DATASET CONTENT:

[BEGIN]

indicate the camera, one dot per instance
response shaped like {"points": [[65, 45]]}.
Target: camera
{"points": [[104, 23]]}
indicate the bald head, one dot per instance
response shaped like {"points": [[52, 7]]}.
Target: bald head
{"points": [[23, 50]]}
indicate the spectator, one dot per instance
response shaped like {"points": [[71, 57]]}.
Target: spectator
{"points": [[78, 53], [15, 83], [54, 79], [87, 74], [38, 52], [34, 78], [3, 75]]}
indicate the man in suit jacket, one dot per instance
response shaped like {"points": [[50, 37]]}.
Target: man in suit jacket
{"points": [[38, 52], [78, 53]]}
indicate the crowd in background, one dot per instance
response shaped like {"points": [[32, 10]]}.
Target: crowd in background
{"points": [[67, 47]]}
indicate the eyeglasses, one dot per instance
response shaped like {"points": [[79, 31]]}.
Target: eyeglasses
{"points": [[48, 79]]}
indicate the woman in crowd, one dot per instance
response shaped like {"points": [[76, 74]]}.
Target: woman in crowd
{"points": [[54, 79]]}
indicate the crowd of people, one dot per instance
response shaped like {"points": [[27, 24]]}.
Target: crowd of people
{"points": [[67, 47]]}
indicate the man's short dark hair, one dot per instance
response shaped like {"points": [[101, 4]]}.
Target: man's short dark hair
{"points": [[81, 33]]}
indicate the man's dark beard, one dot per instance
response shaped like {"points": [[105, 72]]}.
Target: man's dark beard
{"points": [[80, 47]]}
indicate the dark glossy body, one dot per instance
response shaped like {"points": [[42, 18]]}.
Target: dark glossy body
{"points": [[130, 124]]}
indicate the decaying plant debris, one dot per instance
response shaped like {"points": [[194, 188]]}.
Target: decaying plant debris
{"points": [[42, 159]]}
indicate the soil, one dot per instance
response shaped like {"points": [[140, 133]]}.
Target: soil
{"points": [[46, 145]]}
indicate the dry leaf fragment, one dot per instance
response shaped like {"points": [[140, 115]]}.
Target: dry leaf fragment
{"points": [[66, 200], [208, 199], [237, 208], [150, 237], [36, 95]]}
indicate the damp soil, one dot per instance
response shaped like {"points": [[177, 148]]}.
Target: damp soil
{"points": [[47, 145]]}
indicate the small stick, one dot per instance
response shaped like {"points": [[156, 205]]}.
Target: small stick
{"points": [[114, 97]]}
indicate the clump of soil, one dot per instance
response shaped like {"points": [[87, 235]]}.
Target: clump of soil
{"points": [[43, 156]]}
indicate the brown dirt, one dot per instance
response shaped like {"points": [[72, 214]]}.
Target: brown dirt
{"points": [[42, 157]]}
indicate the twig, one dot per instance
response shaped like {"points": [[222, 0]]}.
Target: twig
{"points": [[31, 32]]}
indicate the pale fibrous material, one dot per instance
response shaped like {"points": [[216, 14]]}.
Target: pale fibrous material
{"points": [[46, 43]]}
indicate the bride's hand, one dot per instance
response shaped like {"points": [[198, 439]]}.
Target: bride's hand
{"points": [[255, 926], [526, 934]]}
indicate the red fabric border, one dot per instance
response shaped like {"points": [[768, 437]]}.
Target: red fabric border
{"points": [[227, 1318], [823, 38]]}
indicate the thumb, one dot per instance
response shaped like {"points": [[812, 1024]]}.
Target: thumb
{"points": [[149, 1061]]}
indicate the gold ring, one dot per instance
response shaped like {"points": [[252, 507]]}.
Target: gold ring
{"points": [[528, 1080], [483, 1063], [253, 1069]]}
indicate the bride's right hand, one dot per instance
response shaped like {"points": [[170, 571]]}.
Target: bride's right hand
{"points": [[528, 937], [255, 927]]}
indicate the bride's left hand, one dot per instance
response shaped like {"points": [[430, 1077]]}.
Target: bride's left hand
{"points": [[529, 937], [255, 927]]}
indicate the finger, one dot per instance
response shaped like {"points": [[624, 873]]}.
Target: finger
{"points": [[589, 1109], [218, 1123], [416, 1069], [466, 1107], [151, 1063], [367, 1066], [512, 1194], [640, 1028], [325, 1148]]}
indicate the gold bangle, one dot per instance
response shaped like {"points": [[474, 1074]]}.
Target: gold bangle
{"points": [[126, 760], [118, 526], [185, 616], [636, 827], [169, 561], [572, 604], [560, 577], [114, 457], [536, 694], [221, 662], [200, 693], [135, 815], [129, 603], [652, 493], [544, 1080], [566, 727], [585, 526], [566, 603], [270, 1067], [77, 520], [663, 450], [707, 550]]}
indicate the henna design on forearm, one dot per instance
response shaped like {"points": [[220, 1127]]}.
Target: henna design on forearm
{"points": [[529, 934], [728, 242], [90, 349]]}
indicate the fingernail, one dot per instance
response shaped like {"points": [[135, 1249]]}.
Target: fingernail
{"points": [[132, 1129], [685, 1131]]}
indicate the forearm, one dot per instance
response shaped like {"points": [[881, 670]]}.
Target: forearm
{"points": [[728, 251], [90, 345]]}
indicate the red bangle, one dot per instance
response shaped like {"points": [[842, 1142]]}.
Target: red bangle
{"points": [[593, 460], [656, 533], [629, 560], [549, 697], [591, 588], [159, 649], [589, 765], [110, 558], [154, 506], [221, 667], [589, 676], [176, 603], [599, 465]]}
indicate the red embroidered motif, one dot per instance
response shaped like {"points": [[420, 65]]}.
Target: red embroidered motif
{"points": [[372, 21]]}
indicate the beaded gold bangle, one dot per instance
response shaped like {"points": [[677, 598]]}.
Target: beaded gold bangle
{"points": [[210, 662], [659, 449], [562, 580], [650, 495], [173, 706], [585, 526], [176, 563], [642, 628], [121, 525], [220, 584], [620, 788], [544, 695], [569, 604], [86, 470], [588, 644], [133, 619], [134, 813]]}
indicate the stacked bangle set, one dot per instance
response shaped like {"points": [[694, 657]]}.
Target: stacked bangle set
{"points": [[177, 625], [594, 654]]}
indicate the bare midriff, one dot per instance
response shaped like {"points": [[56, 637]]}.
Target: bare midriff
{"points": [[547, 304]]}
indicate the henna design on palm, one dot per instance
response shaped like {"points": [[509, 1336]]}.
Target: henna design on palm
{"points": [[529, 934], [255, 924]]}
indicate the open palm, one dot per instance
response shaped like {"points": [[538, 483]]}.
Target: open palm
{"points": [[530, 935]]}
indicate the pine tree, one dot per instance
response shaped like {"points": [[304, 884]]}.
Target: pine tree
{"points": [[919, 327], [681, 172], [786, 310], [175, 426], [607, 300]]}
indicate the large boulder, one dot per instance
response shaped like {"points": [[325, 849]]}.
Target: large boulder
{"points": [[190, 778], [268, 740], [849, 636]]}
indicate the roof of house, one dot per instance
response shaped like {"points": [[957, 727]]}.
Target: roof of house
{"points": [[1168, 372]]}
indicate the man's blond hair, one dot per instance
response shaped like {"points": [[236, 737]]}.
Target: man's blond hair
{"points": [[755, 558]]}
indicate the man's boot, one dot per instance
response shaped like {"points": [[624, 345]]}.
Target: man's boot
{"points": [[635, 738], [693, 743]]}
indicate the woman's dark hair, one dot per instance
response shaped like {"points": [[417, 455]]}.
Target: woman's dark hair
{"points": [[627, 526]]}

[END]

THE PROBLEM: Emit the full listing verbatim.

PROBLEM SOLUTION:
indicate the camera, one dot per instance
response shaped like {"points": [[65, 45]]}.
Target: camera
{"points": [[104, 23]]}
indicate the bald head, one dot per instance
response shaped like {"points": [[52, 7]]}.
Target: bald head
{"points": [[23, 50]]}
indicate the spectator, one dot per instance
response shaped like {"points": [[71, 57]]}.
Target: spectator
{"points": [[78, 53], [15, 83], [54, 79], [87, 74], [38, 52], [34, 78], [3, 75]]}
indicate the man in suit jacket, one dot per instance
response shaped like {"points": [[50, 37]]}.
Target: man in suit jacket
{"points": [[38, 52], [78, 53]]}
indicate the crowd in background, one dot per instance
response shaped like {"points": [[32, 10]]}.
Target: crowd in background
{"points": [[67, 47]]}
indicate the eyeglasses, one dot per instance
response shaped like {"points": [[79, 31]]}.
Target: eyeglasses
{"points": [[48, 79]]}
indicate the woman in crowd, one dot per instance
response shaped like {"points": [[76, 74]]}.
Target: woman in crowd
{"points": [[54, 79]]}
indicate the crowd of people, one dot per instance
response shaped like {"points": [[27, 24]]}.
Target: crowd of people
{"points": [[67, 47]]}
indicate the man's short dark hair, one dot per instance
response shaped like {"points": [[101, 4]]}.
Target: man's short dark hair
{"points": [[81, 33]]}
indicate the man's dark beard, one dot per instance
response shaped like {"points": [[105, 72]]}.
Target: man's dark beard
{"points": [[80, 47]]}
indicate the dark glossy body, one dot per instance
response shaped like {"points": [[42, 18]]}.
Target: dark glossy body
{"points": [[130, 124]]}
indicate the decaying plant debris, one dot per instance
response shaped like {"points": [[194, 188]]}.
Target: decaying plant debris
{"points": [[42, 159]]}
indicate the soil, one dot per instance
response shaped like {"points": [[140, 133]]}.
Target: soil
{"points": [[46, 145]]}
indicate the dry leaf fragment, one dot per instance
response shaped like {"points": [[140, 115]]}.
Target: dry leaf fragment
{"points": [[66, 200], [208, 199], [237, 208], [150, 237], [36, 95]]}
indicate the damp soil, one dot per instance
response shaped like {"points": [[177, 148]]}.
Target: damp soil
{"points": [[47, 145]]}
indicate the small stick, one dot per instance
response shaped like {"points": [[156, 205]]}.
Target: small stick
{"points": [[114, 97]]}
indicate the clump of soil, one dot per instance
response shaped like {"points": [[87, 235]]}.
Target: clump of soil
{"points": [[43, 156]]}
indicate the brown dirt, one dot per instance
response shaped like {"points": [[72, 214]]}.
Target: brown dirt
{"points": [[42, 157]]}
indicate the twig, one dot per instance
response shaped like {"points": [[222, 0]]}.
Target: twig
{"points": [[31, 32]]}
indicate the pale fibrous material, one dot per instance
response shaped like {"points": [[216, 14]]}.
Target: pale fibrous material
{"points": [[46, 43]]}
indicate the bride's hand, one dot per instance
response shaped like {"points": [[198, 439]]}.
Target: bride's hand
{"points": [[255, 926], [526, 934]]}
indicate the red fabric border, one dot per instance
response shaped like {"points": [[768, 437]]}.
Target: red fabric border
{"points": [[227, 1318], [823, 38]]}
indicate the thumb, one dot per instance
response shaped like {"points": [[812, 1024]]}.
Target: thumb
{"points": [[149, 1061]]}
indicate the gold ring, one dot per instance
response shaped like {"points": [[252, 507]]}.
Target: gold ring
{"points": [[528, 1080], [483, 1063], [253, 1069]]}
indicate the bride's right hand, one dot per instance
response shaped like {"points": [[170, 571]]}.
Target: bride's right hand
{"points": [[528, 937], [255, 927]]}
indicate the bride's left hand, one dot per instance
response shaped like {"points": [[430, 1077]]}.
Target: bride's left hand
{"points": [[529, 937], [255, 927]]}
indicate the finger, one dot per instance
response shaped like {"points": [[624, 873]]}.
Target: finger
{"points": [[589, 1109], [218, 1123], [416, 1069], [466, 1107], [151, 1063], [367, 1066], [512, 1194], [640, 1028], [325, 1148]]}
indicate the gold bangle, one dot per instance
response shaped like {"points": [[474, 1074]]}.
Target: gold bangle
{"points": [[126, 760], [118, 526], [185, 616], [636, 827], [169, 561], [572, 604], [560, 577], [114, 457], [536, 694], [221, 662], [200, 693], [135, 815], [129, 603], [652, 493], [544, 1080], [566, 727], [585, 526], [566, 603], [270, 1067], [77, 520], [663, 450], [707, 550]]}
indicate the henna design on forearm, one dot per instance
response shaped like {"points": [[220, 1127]]}.
Target: henna design on forearm
{"points": [[529, 934], [728, 242], [90, 349]]}
indicate the fingernail, one dot per instance
response shaped like {"points": [[135, 1249]]}.
Target: fingernail
{"points": [[132, 1129], [685, 1131]]}
indicate the forearm, one dot per instance
response shaped like {"points": [[881, 670]]}.
Target: forearm
{"points": [[728, 251], [90, 345]]}
indicate the red bangle, one dot per instance
response shaped like {"points": [[842, 1142]]}.
Target: red bangle
{"points": [[593, 460], [656, 533], [629, 560], [549, 697], [591, 588], [159, 649], [589, 765], [110, 558], [154, 506], [221, 667], [589, 676], [176, 603], [599, 465]]}
indicate the red embroidered motif, one dot per instance
response shaped like {"points": [[420, 65]]}.
Target: red embroidered motif
{"points": [[372, 21]]}
indicate the beaded gold bangle, one dot per instance
response shaped like {"points": [[677, 598]]}.
Target: beaded gold bangle
{"points": [[210, 662], [659, 449], [562, 580], [650, 495], [173, 706], [585, 526], [176, 563], [642, 628], [121, 525], [220, 584], [620, 788], [544, 695], [569, 604], [86, 470], [588, 644], [133, 619], [134, 813]]}
indicate the stacked bangle set, one dot per instance
response shaped like {"points": [[694, 657]]}.
Target: stacked bangle set
{"points": [[177, 625], [594, 654]]}
indicate the bare midriff, one dot per instance
response shaped like {"points": [[56, 637]]}.
Target: bare midriff
{"points": [[547, 304]]}
indicate the henna design on palm, one dot per instance
response shaped like {"points": [[509, 1336]]}.
Target: henna design on palm
{"points": [[529, 934], [255, 924]]}
indicate the open palm, one dot per instance
response shaped like {"points": [[538, 483]]}.
Target: open palm
{"points": [[530, 935]]}
indicate the pine tree, one dot per instance
response shaped like {"points": [[304, 884]]}.
Target: pine tree
{"points": [[919, 327], [681, 172], [786, 310], [175, 426], [607, 300]]}
indicate the large boulder, one dot per instance
response shaped like {"points": [[325, 849]]}.
Target: large boulder
{"points": [[190, 778], [268, 740], [849, 636]]}
indicate the roof of house, one dot per instance
response shaped like {"points": [[957, 727]]}.
Target: roof of house
{"points": [[1168, 372]]}
indicate the man's blond hair, one dot per instance
response shaped like {"points": [[236, 737]]}.
Target: man's blond hair
{"points": [[755, 558]]}
indicate the man's boot, one dot per instance
response shaped like {"points": [[624, 345]]}.
Target: man's boot
{"points": [[635, 738], [693, 743]]}
indicate the woman's dark hair, one dot per instance
response shaped like {"points": [[417, 455]]}.
Target: woman's dark hair
{"points": [[627, 526]]}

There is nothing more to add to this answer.